**TEXTO DE LECTURA**
================================
Regresar a la ciudad de México implicaba para mí, además, una expansión de las opciones culturales a las que tenía acceso: librerías, discos, más cine, teatro, eventos… Pero lo mejor eran las revistas, porque el país vivía una coyuntura en la que el kiosco de publicaciones estaba muy vivo.
Además de las que leía de manera cotidiana desde que estaba en Sinaloa, descubrí El Viejo Topo, publicación española que brindaba una versión heterodoxa, completa y compleja del pensamiento de izquierda. El Viejo Topo trataba temas como “placer y marxismo”, análisis de literatura iberoamericana o reflexiones sobre el Estado policial; allí conocí a autores tan diversos –y tan necesarios- como Fernando Savater, Agnes Heller y Terenci Moix. Una revista erótica ( a su manera) y herética. También tuve acceso a Mother Jones, con su periodismo “de revelación”, que –además de tocar temas claves como la lucha por la despenalización del aborto o el sindicato polaco Solidaridad, desnudaba la hipocresía dominante y las grandes trampas, en muy distintos campos, de las grandes empresas. Ese periodismo era para mí la revelación de que en Estados Unidos sí existía una izquierda.
Igualmente, esos fueron los años de gloria de la revista del PCM, El Machete, en aquel entonces dirigida por Roger Bartra. El Machete abordaba problemas relativos a las minorías sexuales, la situación de la mujer, la polémica sobre la relación entre sindicatos y partidos, a cuestiones del socialismo actual, el rock, la novela de la onda o la política económica. Era un foro abierto a la discusión y era mucho, pero mucho menos cuadrada que la mente del comunista mexicano promedio. En algún momento mi buen amigo Raúl Trejo Delarbre criticó la poca presencia de la lucha de los trabajadores en esa revista, y le puso Le Machette. Bartra le replicó con argumentos que en estos momentos no recuerdo, pero sí que le pagó con la misma moneda, llamándolo Raúl Trejo Delouvriere.
================================
Elementos listados en un conjunto de datos:
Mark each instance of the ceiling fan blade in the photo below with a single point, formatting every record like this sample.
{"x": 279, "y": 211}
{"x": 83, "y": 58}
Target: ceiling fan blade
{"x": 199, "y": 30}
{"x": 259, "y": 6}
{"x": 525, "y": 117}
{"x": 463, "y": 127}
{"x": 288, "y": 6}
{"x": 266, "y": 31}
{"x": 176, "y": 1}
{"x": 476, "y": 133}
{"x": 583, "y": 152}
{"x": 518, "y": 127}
================================
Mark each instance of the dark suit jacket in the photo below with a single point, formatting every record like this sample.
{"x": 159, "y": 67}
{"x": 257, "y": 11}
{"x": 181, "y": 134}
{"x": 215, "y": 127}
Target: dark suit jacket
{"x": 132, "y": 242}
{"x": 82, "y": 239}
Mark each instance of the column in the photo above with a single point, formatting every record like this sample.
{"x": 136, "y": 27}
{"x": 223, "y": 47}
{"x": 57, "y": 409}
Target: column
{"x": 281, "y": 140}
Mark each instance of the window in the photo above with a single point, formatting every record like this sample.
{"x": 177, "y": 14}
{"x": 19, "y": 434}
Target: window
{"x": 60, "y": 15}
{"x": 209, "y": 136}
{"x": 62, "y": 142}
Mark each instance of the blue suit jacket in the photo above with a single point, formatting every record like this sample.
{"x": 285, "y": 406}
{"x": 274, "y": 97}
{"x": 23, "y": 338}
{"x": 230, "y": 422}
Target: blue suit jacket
================================
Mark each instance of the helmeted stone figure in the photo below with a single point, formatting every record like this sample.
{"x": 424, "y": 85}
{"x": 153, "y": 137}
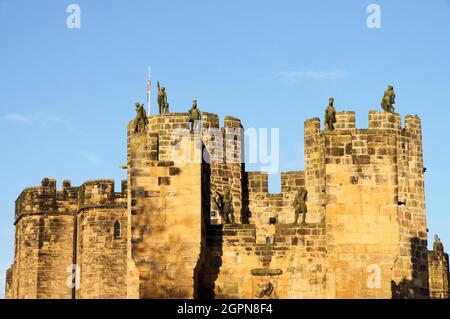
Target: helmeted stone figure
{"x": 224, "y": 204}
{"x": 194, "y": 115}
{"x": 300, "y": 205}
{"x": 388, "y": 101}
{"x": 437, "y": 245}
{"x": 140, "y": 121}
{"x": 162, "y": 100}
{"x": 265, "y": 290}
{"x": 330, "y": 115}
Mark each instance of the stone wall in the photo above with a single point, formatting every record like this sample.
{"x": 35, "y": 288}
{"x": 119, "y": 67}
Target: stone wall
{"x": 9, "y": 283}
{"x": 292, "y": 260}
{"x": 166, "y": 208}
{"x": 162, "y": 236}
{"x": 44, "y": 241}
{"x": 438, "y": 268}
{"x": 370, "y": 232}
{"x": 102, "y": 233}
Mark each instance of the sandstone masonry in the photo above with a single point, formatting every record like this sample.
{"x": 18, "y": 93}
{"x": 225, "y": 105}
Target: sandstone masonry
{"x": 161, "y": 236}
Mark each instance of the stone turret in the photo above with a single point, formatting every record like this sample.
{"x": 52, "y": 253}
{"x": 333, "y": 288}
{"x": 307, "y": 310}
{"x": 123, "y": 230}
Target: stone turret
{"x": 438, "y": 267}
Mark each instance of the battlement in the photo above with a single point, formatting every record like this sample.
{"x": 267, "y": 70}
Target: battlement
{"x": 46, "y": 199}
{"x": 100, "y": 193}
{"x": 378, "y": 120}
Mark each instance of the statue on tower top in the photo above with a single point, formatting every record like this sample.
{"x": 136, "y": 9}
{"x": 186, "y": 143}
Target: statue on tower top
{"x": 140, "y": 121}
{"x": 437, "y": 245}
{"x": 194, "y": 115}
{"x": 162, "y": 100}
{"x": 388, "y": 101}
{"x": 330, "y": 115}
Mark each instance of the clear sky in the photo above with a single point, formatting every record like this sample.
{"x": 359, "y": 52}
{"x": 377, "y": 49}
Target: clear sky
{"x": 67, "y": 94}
================================
**RESUELVE LO SIGUIENTE**
#1 Resume en dos oraciones el texto sobre las revistas.
#2 Enumera todos los temas que, según el texto sobre las revistas, abordaba El Machete.

**RESPUESTAS**
#1 Al regresar a la ciudad de México, quien escribe tuvo acceso a más opciones culturales, y sobre todo a revistas, en un momento en que el kiosco de publicaciones estaba muy vivo. Descubrió El Viejo Topo y Mother Jones, y destaca El Machete, la revista del PCM dirigida entonces por Roger Bartra, como un foro abierto a la discusión.

#2
- Los problemas relativos a las minorías sexuales
- La situación de la mujer
- La polémica sobre la relación entre sindicatos y partidos
- Cuestiones del socialismo actual
- El rock
- La novela de la onda
- La política económica